**Prompt:**
Copy out every entry below, substituting "dot" for each occurrence of "marker" and leaving everything else unchanged.

**Source data:**
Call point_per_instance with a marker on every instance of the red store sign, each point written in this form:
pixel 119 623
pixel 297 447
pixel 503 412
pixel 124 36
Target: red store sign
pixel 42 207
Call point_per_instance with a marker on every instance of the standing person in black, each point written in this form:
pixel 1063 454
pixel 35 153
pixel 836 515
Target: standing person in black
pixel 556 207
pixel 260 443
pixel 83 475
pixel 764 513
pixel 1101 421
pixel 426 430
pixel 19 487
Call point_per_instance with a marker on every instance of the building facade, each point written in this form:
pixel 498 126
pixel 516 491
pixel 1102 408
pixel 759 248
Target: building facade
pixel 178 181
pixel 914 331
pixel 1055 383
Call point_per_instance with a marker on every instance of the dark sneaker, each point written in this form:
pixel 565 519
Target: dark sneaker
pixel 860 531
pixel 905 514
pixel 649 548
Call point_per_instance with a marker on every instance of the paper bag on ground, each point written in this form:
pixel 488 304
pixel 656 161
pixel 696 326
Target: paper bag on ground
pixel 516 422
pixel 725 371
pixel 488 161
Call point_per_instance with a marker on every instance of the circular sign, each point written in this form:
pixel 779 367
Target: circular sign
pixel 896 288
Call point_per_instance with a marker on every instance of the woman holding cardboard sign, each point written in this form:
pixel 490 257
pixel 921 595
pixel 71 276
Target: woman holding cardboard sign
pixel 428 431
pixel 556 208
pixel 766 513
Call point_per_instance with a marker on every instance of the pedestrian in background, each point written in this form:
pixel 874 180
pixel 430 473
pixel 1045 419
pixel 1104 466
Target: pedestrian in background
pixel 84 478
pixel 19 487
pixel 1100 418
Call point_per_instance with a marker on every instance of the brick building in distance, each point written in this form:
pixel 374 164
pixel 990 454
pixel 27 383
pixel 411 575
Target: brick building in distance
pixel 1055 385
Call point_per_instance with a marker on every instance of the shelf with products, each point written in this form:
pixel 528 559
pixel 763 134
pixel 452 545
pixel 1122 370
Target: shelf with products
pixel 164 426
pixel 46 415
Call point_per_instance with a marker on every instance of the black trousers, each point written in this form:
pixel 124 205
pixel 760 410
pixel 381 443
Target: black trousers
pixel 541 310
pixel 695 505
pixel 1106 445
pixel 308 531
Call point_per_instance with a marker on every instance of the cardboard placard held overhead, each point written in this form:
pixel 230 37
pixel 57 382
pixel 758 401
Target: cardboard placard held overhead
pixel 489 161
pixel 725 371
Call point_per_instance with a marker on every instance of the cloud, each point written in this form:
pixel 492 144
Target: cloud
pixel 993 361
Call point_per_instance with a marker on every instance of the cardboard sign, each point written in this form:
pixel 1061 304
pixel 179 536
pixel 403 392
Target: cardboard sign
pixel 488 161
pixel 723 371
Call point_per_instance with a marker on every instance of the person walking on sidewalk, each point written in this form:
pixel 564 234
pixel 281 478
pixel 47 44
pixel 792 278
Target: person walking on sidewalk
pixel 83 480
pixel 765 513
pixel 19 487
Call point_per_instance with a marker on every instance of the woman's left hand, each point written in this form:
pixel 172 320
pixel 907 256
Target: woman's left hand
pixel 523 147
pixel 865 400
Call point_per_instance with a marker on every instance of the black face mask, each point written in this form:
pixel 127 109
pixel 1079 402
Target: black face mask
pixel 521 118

**Problem solution:**
Call point_per_instance with a dot on every instance of the red store sign, each point written in this form:
pixel 119 623
pixel 297 447
pixel 503 412
pixel 124 36
Target: red store sign
pixel 42 207
Call point_per_instance with a dot on every instance of the standing person in black, each point written in this form:
pixel 1063 454
pixel 35 153
pixel 836 515
Target: standing person in black
pixel 556 207
pixel 260 443
pixel 83 475
pixel 764 513
pixel 1101 421
pixel 426 430
pixel 19 487
Call point_per_instance with a dot on every instance of the building facade, each point written in this form:
pixel 498 126
pixel 516 491
pixel 1102 408
pixel 759 248
Target: building facade
pixel 178 181
pixel 914 331
pixel 1055 383
Call point_per_instance with a dot on every instance of the dark sneaker, each point written in this form:
pixel 565 519
Target: dark sneaker
pixel 860 531
pixel 905 514
pixel 649 548
Call point_per_instance with a dot on every instance of the paper bag on ground, each point written in this form:
pixel 488 304
pixel 656 161
pixel 696 326
Target: paper bag on ground
pixel 516 422
pixel 725 371
pixel 488 161
Call point_per_instance with a dot on every instance of the circular sign, each point written in this form:
pixel 779 367
Target: circular sign
pixel 896 288
Call point_per_instance with a dot on every instance of the woman holding cardboard sign, each point written in this form:
pixel 490 257
pixel 921 595
pixel 71 276
Target: woman holding cardboard sign
pixel 428 431
pixel 556 208
pixel 766 513
Call point_per_instance with a dot on every instance of the pedestrian in background, each point written in this form:
pixel 874 180
pixel 430 473
pixel 1045 419
pixel 1104 466
Target: pedestrian in background
pixel 84 478
pixel 19 487
pixel 1100 418
Call point_per_instance with a dot on every instance of the brick building in distance, each point written in this form:
pixel 374 164
pixel 990 454
pixel 27 383
pixel 411 575
Target: brick building in distance
pixel 1055 385
Call point_per_instance with a dot on every instance of the shelf with products, each point written in this form:
pixel 528 559
pixel 763 134
pixel 452 545
pixel 1122 370
Target: shelf with products
pixel 164 426
pixel 46 415
Call point_per_instance with a dot on every instance of the black trousers, each point written in this form:
pixel 124 205
pixel 760 410
pixel 381 443
Target: black trousers
pixel 541 310
pixel 695 505
pixel 1106 445
pixel 308 531
Call point_per_instance with a dot on every instance of the cardboard placard held overhead, each point written in this form:
pixel 230 37
pixel 57 382
pixel 758 401
Target: cardboard placard held overhead
pixel 489 161
pixel 725 371
Call point_per_instance with a dot on every instance of the cloud, each point written in this form:
pixel 492 144
Target: cloud
pixel 993 361
Call point_per_instance with a dot on every instance of the cardboard sign, each point written in this form:
pixel 1061 304
pixel 179 536
pixel 403 392
Target: cardboard sign
pixel 488 161
pixel 723 371
Call point_per_instance with a dot on every instance of the person walking on sidewalk, each point written in this form:
pixel 564 234
pixel 281 478
pixel 47 44
pixel 792 278
Target: person walking on sidewalk
pixel 83 480
pixel 765 513
pixel 19 487
Call point_per_instance with a dot on every instance of the woman's left hand, each point written in this form:
pixel 172 320
pixel 907 256
Target: woman's left hand
pixel 523 147
pixel 865 400
Call point_per_instance with a dot on every instance of the black face mask, each point written in this form:
pixel 127 109
pixel 1079 402
Target: black face mask
pixel 521 118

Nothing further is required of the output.